# Stored data entries
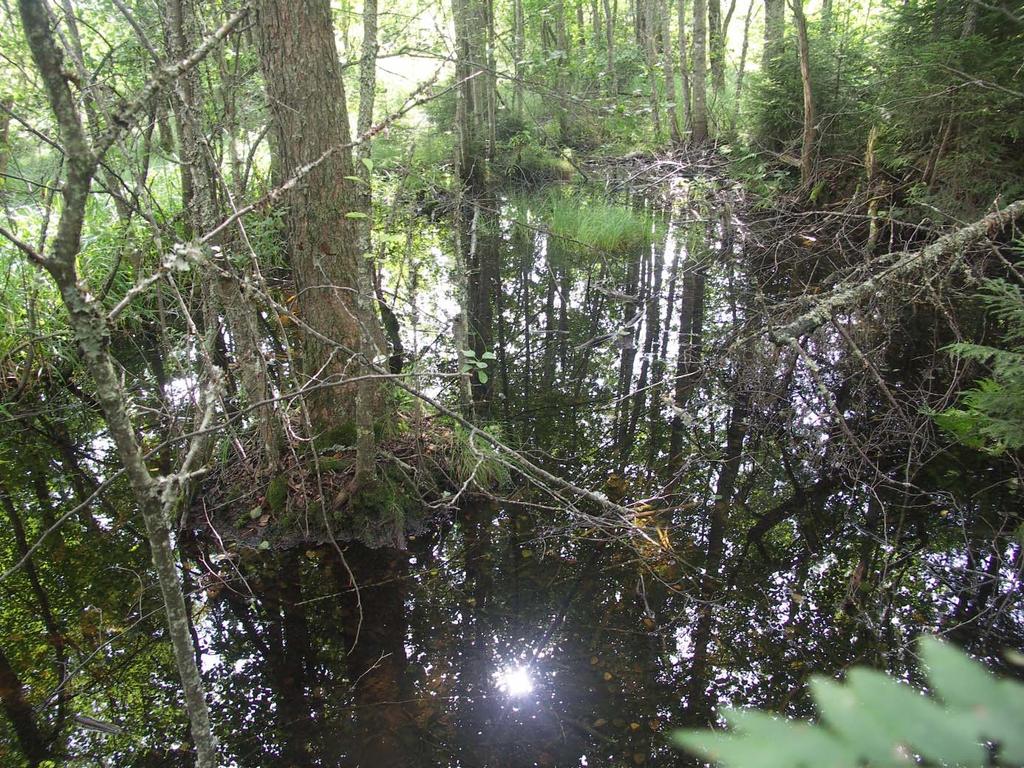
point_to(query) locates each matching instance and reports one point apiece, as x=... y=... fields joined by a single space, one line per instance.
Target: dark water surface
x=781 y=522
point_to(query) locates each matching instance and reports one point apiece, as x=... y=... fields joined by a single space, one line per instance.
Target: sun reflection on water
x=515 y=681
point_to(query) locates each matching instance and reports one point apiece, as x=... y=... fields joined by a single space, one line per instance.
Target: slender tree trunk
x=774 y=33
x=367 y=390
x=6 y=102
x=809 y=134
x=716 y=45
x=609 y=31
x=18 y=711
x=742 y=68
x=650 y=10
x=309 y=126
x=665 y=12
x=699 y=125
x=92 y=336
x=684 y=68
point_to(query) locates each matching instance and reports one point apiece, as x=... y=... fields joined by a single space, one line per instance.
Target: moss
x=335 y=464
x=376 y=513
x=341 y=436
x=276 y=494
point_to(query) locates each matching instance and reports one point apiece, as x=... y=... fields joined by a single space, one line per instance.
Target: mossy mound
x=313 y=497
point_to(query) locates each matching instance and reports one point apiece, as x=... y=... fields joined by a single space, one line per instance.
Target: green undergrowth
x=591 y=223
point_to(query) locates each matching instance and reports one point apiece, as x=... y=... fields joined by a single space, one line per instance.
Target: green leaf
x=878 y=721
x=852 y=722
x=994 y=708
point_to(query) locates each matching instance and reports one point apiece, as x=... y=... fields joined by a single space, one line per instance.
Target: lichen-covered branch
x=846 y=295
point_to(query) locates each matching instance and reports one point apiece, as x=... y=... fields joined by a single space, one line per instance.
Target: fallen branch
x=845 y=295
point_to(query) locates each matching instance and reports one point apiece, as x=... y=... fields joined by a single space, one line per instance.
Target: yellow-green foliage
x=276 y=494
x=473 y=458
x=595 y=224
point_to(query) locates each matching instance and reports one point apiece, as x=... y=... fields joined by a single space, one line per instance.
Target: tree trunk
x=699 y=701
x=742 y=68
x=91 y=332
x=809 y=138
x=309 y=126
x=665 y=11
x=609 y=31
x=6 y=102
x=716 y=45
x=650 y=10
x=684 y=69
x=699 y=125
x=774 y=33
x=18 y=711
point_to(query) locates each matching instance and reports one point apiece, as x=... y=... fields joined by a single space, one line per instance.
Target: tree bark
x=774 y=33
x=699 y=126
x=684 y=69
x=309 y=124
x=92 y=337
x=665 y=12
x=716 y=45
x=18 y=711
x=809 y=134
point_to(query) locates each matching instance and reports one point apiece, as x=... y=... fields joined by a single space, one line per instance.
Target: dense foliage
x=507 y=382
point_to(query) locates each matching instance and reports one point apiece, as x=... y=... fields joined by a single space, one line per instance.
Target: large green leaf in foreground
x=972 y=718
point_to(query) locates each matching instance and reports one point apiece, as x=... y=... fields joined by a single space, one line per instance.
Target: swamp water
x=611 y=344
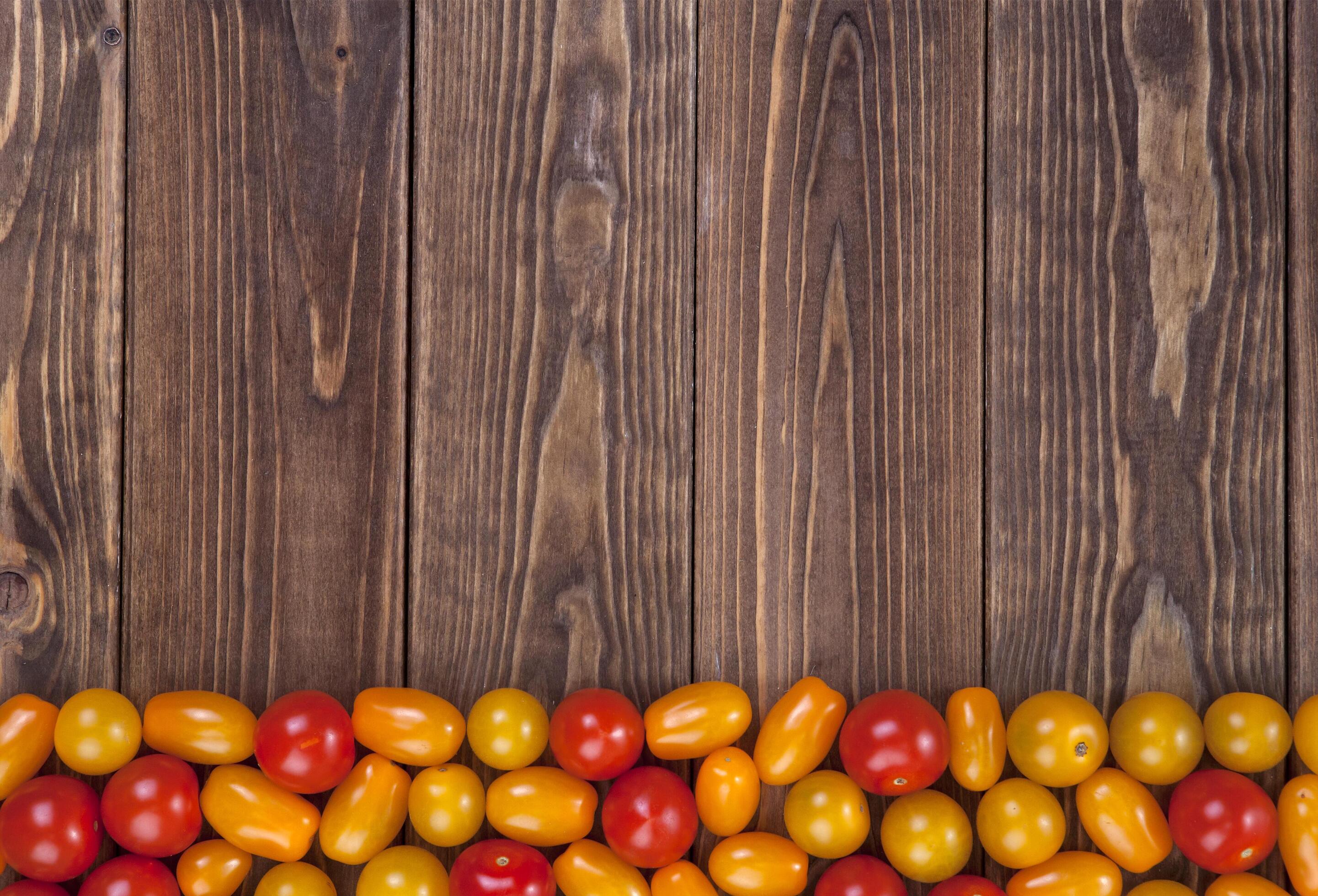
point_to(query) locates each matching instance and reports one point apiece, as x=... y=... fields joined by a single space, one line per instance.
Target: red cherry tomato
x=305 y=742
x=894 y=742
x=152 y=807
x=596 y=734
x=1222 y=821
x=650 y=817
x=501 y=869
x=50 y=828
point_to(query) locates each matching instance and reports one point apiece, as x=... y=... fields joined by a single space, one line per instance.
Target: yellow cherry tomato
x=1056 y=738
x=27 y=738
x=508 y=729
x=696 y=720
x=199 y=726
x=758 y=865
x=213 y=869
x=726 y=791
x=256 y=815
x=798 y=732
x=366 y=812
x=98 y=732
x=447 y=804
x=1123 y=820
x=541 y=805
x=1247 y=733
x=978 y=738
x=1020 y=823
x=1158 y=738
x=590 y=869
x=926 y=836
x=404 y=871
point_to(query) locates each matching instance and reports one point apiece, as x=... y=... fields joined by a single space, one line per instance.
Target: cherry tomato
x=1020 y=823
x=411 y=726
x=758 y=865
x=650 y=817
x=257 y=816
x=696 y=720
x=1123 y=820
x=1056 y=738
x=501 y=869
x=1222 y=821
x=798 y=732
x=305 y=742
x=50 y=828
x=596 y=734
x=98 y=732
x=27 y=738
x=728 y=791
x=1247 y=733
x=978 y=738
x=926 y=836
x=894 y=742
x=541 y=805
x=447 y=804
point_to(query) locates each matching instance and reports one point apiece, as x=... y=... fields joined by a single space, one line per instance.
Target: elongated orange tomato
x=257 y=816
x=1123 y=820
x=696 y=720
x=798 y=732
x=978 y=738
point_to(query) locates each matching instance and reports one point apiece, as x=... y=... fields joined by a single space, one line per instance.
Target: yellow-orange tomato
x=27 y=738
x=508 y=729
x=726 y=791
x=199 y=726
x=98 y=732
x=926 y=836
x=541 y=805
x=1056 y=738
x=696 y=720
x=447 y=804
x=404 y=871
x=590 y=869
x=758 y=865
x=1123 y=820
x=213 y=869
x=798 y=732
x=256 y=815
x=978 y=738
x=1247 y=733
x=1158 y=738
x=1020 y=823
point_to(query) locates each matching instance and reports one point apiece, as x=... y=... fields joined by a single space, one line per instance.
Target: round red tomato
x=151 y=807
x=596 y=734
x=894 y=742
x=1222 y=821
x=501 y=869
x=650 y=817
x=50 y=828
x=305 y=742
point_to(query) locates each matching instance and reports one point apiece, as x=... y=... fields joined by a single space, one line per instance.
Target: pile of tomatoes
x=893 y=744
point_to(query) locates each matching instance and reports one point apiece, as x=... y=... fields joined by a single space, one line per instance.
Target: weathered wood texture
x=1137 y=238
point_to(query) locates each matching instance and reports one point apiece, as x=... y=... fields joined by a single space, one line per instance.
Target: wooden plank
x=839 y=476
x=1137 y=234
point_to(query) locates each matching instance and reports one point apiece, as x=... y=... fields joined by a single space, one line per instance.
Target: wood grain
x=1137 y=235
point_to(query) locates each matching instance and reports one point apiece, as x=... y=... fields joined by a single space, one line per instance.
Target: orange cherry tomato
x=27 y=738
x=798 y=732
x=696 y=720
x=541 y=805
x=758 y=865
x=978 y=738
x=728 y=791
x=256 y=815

# WHAT YOU NEED TO DO
Please write every line above out exactly as given, except for any pictures.

# WRITTEN SOLUTION
point_to(query) locates each matching instance and reports one point apiece, as x=... y=... fields joined by a single space, one line per instance.
Target: dark water surface
x=781 y=522
point_to(query) locates each matching instance and reports one point apiece, as x=... y=... fields joined by a single space, one line per instance.
Target: sun reflection on water
x=515 y=681
point_to(query) locates each matching instance and reports one point apiece, as x=... y=... fields joined by a single space, one line per instance.
Target: slender tree trunk
x=774 y=33
x=367 y=390
x=6 y=102
x=809 y=134
x=716 y=45
x=609 y=31
x=18 y=711
x=742 y=68
x=650 y=10
x=309 y=126
x=665 y=12
x=699 y=125
x=92 y=336
x=684 y=68
point_to(query) locates each matching instance and reports one point apiece, as x=... y=... fields joined by a single space, one line per instance.
Target: moss
x=335 y=464
x=376 y=513
x=341 y=436
x=276 y=494
point_to(query) locates each matching instance and reports one point apiece, as x=... y=... fields joined by a single space, one line per instance.
Target: mossy mound
x=313 y=497
point_to(query) locates each matching instance and reports one point apiece, as x=... y=... fields joined by a single space, one line per instance.
Target: green undergrowth
x=591 y=223
point_to(query) locates each matching instance and reports one point apiece, as x=... y=... fields joined by a single space, one line per instance.
Target: green leaf
x=878 y=721
x=852 y=722
x=994 y=708
point_to(query) locates each matching instance and reports one point apiece, as x=... y=... fields joined by a single space, one line per instance.
Target: lichen-covered branch
x=846 y=295
point_to(query) locates each matching instance and reports one point apiece, as x=... y=... fields joined by a single space, one line per instance.
Target: fallen branch
x=845 y=295
point_to(query) locates each matching instance and reports one point apiece, as x=... y=... fields joined by a single space, one line per instance.
Target: yellow-green foliage
x=276 y=494
x=473 y=458
x=595 y=224
point_to(query) locates each matching instance and reports one point apiece, as x=... y=... fields joined by a single space, one line per instance.
Target: tree trunk
x=699 y=701
x=742 y=68
x=91 y=332
x=809 y=138
x=309 y=126
x=665 y=11
x=609 y=31
x=6 y=102
x=716 y=45
x=650 y=10
x=684 y=69
x=699 y=125
x=774 y=33
x=18 y=711
point_to(query) locates each matching instance and reports one point apiece, as x=... y=... fields joined by a single space, one line per instance.
Target: tree bark
x=774 y=33
x=699 y=126
x=684 y=69
x=309 y=124
x=92 y=337
x=665 y=12
x=716 y=45
x=18 y=711
x=809 y=134
point_to(query) locates each matching instance and reports one point apiece, as x=... y=... fields joined by a single space, one line per instance.
Target: dense foliage
x=507 y=382
point_to(query) locates each matching instance and reports one point apiece, as x=... y=... fields joined by a single space, one line per instance.
Target: large green leaf in foreground
x=972 y=718
point_to(query) locates each matching instance and reports one point apiece, as x=... y=... fields joined by a single space, one line per instance.
Target: swamp water
x=611 y=344
point_to(query) locates each matching instance and reports one point apiece, as x=... y=... fields joined by a single space, one line per instance.
Target: red cherry tomato
x=305 y=742
x=894 y=742
x=152 y=807
x=596 y=734
x=1222 y=821
x=650 y=817
x=501 y=869
x=50 y=828
point_to(query) locates each matching instance and reports one point apiece, as x=... y=... fields joined by a single space, one line per instance.
Target: yellow cherry tomato
x=1056 y=738
x=27 y=738
x=508 y=729
x=696 y=720
x=199 y=726
x=758 y=865
x=213 y=869
x=726 y=791
x=256 y=815
x=798 y=732
x=366 y=812
x=98 y=732
x=447 y=804
x=1123 y=820
x=541 y=805
x=1247 y=733
x=978 y=738
x=1020 y=823
x=1158 y=738
x=590 y=869
x=926 y=836
x=404 y=871
point_to(query) locates each matching instance and reports one point apiece, as x=... y=... fields joined by a single space, one line per instance.
Target: cherry tomato
x=1020 y=823
x=411 y=726
x=758 y=865
x=650 y=817
x=257 y=816
x=696 y=720
x=1123 y=820
x=1056 y=738
x=501 y=869
x=1222 y=821
x=798 y=732
x=305 y=742
x=50 y=828
x=596 y=734
x=98 y=732
x=27 y=738
x=728 y=791
x=1247 y=733
x=978 y=738
x=926 y=836
x=894 y=742
x=541 y=805
x=447 y=804
point_to(query) locates each matching instance and reports one point apiece, as x=... y=... fields joined by a single space, one line per instance.
Target: elongated orange tomato
x=257 y=816
x=1123 y=820
x=696 y=720
x=798 y=732
x=978 y=738
point_to(query) locates each matching instance and reports one point apiece, as x=... y=... fields joined by a single space, one line per instance.
Target: yellow-orange tomato
x=27 y=738
x=508 y=729
x=726 y=791
x=199 y=726
x=98 y=732
x=926 y=836
x=541 y=805
x=1056 y=738
x=696 y=720
x=447 y=804
x=404 y=871
x=590 y=869
x=758 y=865
x=1123 y=820
x=213 y=869
x=798 y=732
x=256 y=815
x=978 y=738
x=1247 y=733
x=1158 y=738
x=1020 y=823
point_to(query) locates each matching instance and reports one point apiece, as x=... y=... fields joined by a single space, one line per instance.
Target: round red tomato
x=151 y=807
x=596 y=734
x=894 y=742
x=1222 y=821
x=501 y=869
x=650 y=817
x=50 y=828
x=305 y=742
point_to(query) locates each matching instance and reports one point apiece, as x=... y=... fields joined by a single space, one line per instance.
Target: pile of tomatoes
x=893 y=744
point_to(query) locates each matching instance and reports one point apiece, as x=... y=... fields joined by a single space, one line per instance.
Target: weathered wood texture
x=1137 y=238
point_to(query) locates each matching instance and reports one point apiece, as x=... y=... fields joined by a single space, one line per instance.
Target: wooden plank
x=839 y=476
x=1137 y=234
point_to(query) locates each matching instance and reports one point apiece, as x=... y=... fields joined by a single space, one line per instance.
Target: wood grain
x=1137 y=235
point_to(query) locates each matching instance and reports one point apiece, as x=... y=... fields joined by a single space, one line per instance.
Target: orange cherry tomato
x=27 y=738
x=798 y=732
x=696 y=720
x=541 y=805
x=758 y=865
x=978 y=738
x=728 y=791
x=256 y=815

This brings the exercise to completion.